◆ Consigne 1: Relevez toutes les formes de nom sous lesquelles l'artiste est désigné dans l'extrait consacré à Moï Ver. Chaque forme distincte ne doit figurer qu'une fois.

◆ Extrait du document:
......

Moses Vorobeichic, dit Moï Wer puis Moshé Raviv-Vorobeichic (1904-1995), était un peintre, photographe et graphiste d'avant-garde devenu israélien. Le Centre Pompidou consacre une rétrospective à Moï Ver.
Né dans une famille juive à Vilnius (alors dans l'empire russe, et actuellement en Lituanie), Moses Vorobeichic étudie au Bauhaus (1928-1930) ; il est l'élève de Paul Klee, Josef Albers et Vassily Kandinsky.
Il complète sa formation en photographie à Paris.
En 1931, Jeanne Walter publie Paris, livre de photographies de Moï Ver préfacé par Fernand Léger.
En 1932 l'hebdomadaire La Vie Parisienne envoie Moshé Raviv effectuer un reportage photographique en Palestine mandataire.
Il illustre des livres.
En 1934, sioniste, Moï Ver fait son aliyah en Palestine mandataire.
A Safed, il co-fonde un groupe d'artistes.
Sous le nom de Moshé Raviv-Vorobeichic, il travaille comme graphiste et peintre, puis se consacre uniquement à la peinture dès les années 1950.
"Ci-contre. 110 photos de Moï Wer"
Dans le cadre du Mois de la photo 2012, la Fondation Henri Cartier-Bresson présenta l’exposition "Ci-contre. 110 photos de Moï Wer" consacrée au photographe lituanien devenu israélien Moses Vorobeichic, dit Moï Wer puis Moshé Raviv (1904-1995).
Un « artiste brillant à la croisée de la Nouvelle Vision et des recherches cinématographiques les plus avancées de l'époque ».
Pour la première fois en France, les 110 tirages originaux
du livre Ci-contre. tirages originaux de Moï Wer, extrêmement rares
dans les collections des musées ou galeries, ont été présentés.
Cet « ensemble important de tirages d'époque permet de
découvrir le génie artistique de ce photographe à l'itinéraire insolite ».
Moses Vorobeichic naît le 5 décembre 1904 à
Lebedevo, près de Vilna (Vilnius en russe ; la ville est située alors dans
l'Empire russe).
Dès 1924, il étudie la peinture au département des Beaux-arts
de l'université Stefan-Batory de Wilno (Vilnius en polonais. La ville devient
polonaise à la fin de la Première Guerre mondiale. Elle redeviendra la capitale
de la Lituanie en 1940).
En 1927, Moses Vorobeichic est admis dans la classe
préparatoire de Joseph Albers au Bauhaus (Dessau). Les thèmes : la
construction et les matériaux, leur apparence et leur représentation. I
Moses Vorobeichic suit également les cours de Paul Klee,
Wassily Kandinsky et Hinnerk Scheper jusqu'à la fin de l'été 1928.
Ils s’intéresse à El Lissitzky, aux films de SergejEisenstein et aux photomontages de John Heartfield, et se dirige vers la
photographie plutôt que la peinture.
Il admire aussi le travail de László Mohaoly-Nagy,
professeur au Bauhaus et auteur de Malerei, Fotografie, Film (Peinture,
Photographie, Film).

......

◆ Consigne 2: Combien de lignes du listing contiennent le mot "each" ? Répondez uniquement par le nombre.

◆ Le listing:
......

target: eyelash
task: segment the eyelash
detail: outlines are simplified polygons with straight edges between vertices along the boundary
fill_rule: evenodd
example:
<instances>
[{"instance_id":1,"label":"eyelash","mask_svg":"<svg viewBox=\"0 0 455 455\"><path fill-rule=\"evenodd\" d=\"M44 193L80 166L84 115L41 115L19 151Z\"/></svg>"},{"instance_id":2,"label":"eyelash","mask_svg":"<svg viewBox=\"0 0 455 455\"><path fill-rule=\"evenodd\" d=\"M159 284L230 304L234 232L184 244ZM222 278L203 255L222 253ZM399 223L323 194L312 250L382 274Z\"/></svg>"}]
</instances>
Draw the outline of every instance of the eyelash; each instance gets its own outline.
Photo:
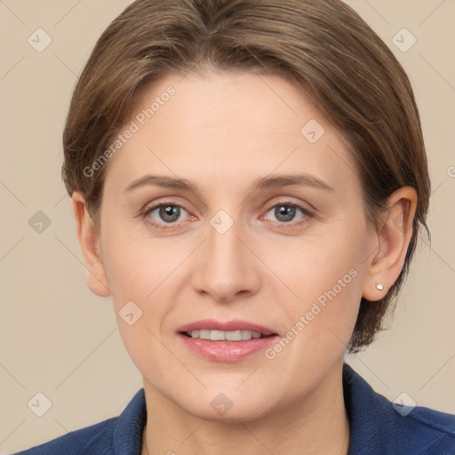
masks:
<instances>
[{"instance_id":1,"label":"eyelash","mask_svg":"<svg viewBox=\"0 0 455 455\"><path fill-rule=\"evenodd\" d=\"M185 210L185 212L187 212L188 213L189 213L189 211L188 211L185 208L185 206L183 206L183 205L180 205L180 204L173 204L172 202L164 202L164 203L157 204L156 205L154 205L152 207L147 208L143 212L143 213L142 213L142 218L143 219L148 218L148 222L149 224L151 224L154 228L158 228L160 230L164 230L164 230L168 230L168 229L172 229L172 228L175 228L176 223L167 223L168 226L166 226L165 223L157 223L156 221L150 221L150 219L148 217L148 215L152 212L156 211L156 209L159 209L160 207L169 207L169 206L171 206L171 207L179 207L180 209ZM292 207L292 208L296 208L296 209L300 210L302 212L302 213L305 215L303 217L303 220L297 221L297 222L290 221L290 222L286 223L286 222L274 221L274 222L279 223L280 225L283 225L286 228L299 228L303 224L308 222L308 220L307 220L308 218L313 218L313 213L307 208L304 207L303 205L300 205L299 204L293 203L293 202L291 202L291 201L283 201L283 202L280 202L280 203L275 204L274 205L271 205L270 207L268 207L268 209L266 211L266 213L270 212L271 209L274 209L275 207ZM286 226L286 225L288 225L288 226Z\"/></svg>"}]
</instances>

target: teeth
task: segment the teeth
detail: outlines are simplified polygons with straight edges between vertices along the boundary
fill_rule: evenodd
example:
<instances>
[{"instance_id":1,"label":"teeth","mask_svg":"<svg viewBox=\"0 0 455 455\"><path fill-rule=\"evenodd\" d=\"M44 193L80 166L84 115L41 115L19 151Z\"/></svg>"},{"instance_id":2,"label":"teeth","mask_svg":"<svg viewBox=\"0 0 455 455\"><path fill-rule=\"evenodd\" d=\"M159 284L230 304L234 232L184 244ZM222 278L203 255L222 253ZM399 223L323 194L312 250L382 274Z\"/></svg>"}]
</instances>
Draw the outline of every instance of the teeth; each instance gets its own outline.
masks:
<instances>
[{"instance_id":1,"label":"teeth","mask_svg":"<svg viewBox=\"0 0 455 455\"><path fill-rule=\"evenodd\" d=\"M198 338L200 339L210 339L212 341L243 341L251 339L251 338L263 338L259 331L192 331L187 332L191 338Z\"/></svg>"}]
</instances>

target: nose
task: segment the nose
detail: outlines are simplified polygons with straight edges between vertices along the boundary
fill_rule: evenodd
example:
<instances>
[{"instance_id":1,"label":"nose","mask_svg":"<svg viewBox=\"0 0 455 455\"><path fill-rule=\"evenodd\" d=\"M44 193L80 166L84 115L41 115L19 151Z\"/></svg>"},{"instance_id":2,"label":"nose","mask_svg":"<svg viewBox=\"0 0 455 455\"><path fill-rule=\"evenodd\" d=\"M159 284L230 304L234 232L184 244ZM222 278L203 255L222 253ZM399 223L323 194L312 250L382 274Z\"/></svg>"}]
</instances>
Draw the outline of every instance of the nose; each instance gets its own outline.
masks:
<instances>
[{"instance_id":1,"label":"nose","mask_svg":"<svg viewBox=\"0 0 455 455\"><path fill-rule=\"evenodd\" d=\"M260 261L253 251L240 222L235 220L226 232L209 225L192 275L193 289L219 303L254 295L260 287Z\"/></svg>"}]
</instances>

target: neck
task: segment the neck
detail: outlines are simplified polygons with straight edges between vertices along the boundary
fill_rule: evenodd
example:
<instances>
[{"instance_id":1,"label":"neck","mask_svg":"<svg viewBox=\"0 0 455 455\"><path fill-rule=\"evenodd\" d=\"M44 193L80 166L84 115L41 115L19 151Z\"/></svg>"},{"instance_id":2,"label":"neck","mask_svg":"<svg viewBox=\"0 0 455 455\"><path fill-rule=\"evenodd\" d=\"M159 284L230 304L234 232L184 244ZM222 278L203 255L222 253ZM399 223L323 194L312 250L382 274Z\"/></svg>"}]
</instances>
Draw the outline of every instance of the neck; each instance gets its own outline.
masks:
<instances>
[{"instance_id":1,"label":"neck","mask_svg":"<svg viewBox=\"0 0 455 455\"><path fill-rule=\"evenodd\" d=\"M342 363L341 363L342 367ZM143 455L184 452L221 455L347 455L349 421L343 399L341 368L291 406L254 420L226 423L196 417L144 380L148 421Z\"/></svg>"}]
</instances>

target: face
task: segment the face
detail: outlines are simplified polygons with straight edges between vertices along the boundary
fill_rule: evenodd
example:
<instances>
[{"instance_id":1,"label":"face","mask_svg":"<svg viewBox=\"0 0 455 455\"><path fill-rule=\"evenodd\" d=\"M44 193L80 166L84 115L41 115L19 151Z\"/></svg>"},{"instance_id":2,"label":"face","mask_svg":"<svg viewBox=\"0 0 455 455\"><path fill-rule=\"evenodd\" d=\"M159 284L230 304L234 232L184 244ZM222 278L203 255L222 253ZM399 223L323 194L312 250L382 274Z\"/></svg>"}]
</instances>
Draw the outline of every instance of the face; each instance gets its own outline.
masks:
<instances>
[{"instance_id":1,"label":"face","mask_svg":"<svg viewBox=\"0 0 455 455\"><path fill-rule=\"evenodd\" d=\"M347 145L291 83L251 74L169 76L127 128L100 246L146 391L212 419L308 399L340 371L371 252Z\"/></svg>"}]
</instances>

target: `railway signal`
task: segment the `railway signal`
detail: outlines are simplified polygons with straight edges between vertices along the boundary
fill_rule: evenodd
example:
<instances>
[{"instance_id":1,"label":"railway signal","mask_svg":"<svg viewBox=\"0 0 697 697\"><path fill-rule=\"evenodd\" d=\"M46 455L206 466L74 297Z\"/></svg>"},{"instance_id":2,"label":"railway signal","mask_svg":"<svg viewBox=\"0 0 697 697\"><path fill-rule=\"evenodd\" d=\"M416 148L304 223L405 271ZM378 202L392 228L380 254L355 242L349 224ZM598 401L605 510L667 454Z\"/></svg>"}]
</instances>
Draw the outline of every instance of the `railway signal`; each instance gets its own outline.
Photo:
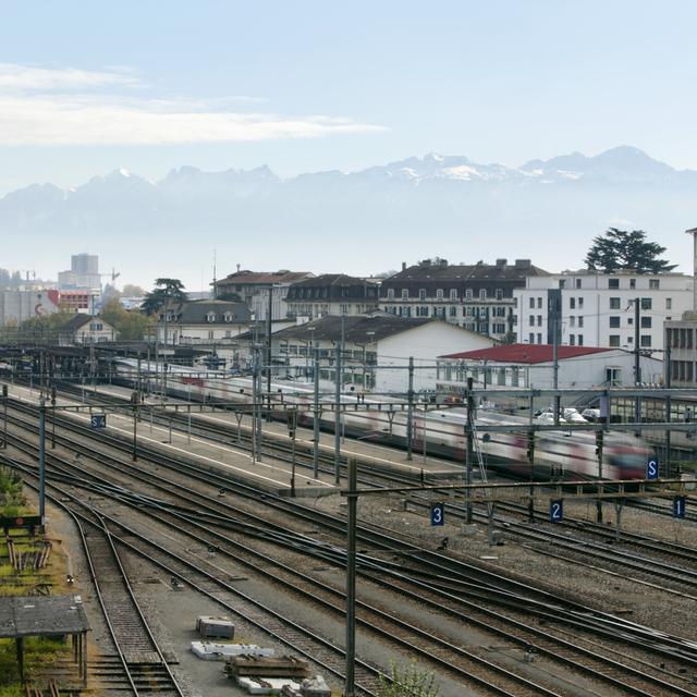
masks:
<instances>
[{"instance_id":1,"label":"railway signal","mask_svg":"<svg viewBox=\"0 0 697 697\"><path fill-rule=\"evenodd\" d=\"M684 518L685 517L685 497L675 497L673 499L673 517L674 518Z\"/></svg>"}]
</instances>

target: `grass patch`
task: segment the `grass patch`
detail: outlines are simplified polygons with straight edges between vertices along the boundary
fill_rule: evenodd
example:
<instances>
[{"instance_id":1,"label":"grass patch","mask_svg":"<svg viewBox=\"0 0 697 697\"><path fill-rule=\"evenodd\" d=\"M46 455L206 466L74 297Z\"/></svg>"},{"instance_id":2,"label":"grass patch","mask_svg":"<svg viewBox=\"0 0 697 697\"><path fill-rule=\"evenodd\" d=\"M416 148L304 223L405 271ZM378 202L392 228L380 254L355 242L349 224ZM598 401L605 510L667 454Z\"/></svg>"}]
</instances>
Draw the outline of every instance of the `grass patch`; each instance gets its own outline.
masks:
<instances>
[{"instance_id":1,"label":"grass patch","mask_svg":"<svg viewBox=\"0 0 697 697\"><path fill-rule=\"evenodd\" d=\"M38 669L57 662L62 655L70 652L70 646L63 641L47 637L26 637L24 639L24 670L27 678L32 678ZM17 684L20 671L17 667L14 639L0 639L0 697L14 697L24 694ZM13 692L14 690L14 692ZM20 690L20 692L16 692Z\"/></svg>"}]
</instances>

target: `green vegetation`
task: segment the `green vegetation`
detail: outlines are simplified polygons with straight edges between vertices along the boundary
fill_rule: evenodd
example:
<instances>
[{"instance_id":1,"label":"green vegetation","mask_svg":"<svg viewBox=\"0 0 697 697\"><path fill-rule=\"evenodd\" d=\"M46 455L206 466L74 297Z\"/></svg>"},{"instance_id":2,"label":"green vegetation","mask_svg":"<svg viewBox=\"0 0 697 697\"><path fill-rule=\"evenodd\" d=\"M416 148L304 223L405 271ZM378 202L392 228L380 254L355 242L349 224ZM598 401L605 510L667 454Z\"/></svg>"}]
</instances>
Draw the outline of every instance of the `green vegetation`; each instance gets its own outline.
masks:
<instances>
[{"instance_id":1,"label":"green vegetation","mask_svg":"<svg viewBox=\"0 0 697 697\"><path fill-rule=\"evenodd\" d=\"M656 242L646 242L644 230L617 230L610 228L604 235L592 241L586 255L586 265L591 270L612 273L613 271L636 271L636 273L664 273L672 271L664 259L659 259L665 252Z\"/></svg>"},{"instance_id":2,"label":"green vegetation","mask_svg":"<svg viewBox=\"0 0 697 697\"><path fill-rule=\"evenodd\" d=\"M416 663L399 668L393 661L390 675L380 676L378 697L438 697L440 687L433 673L419 669Z\"/></svg>"}]
</instances>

......

◆ Réponse complète 1:
- Moses Vorobeichic
- Moï Wer
- Moshé Raviv-Vorobeichic
- Moï Ver
- Moshé Raviv

◆ Réponse complète 2: 8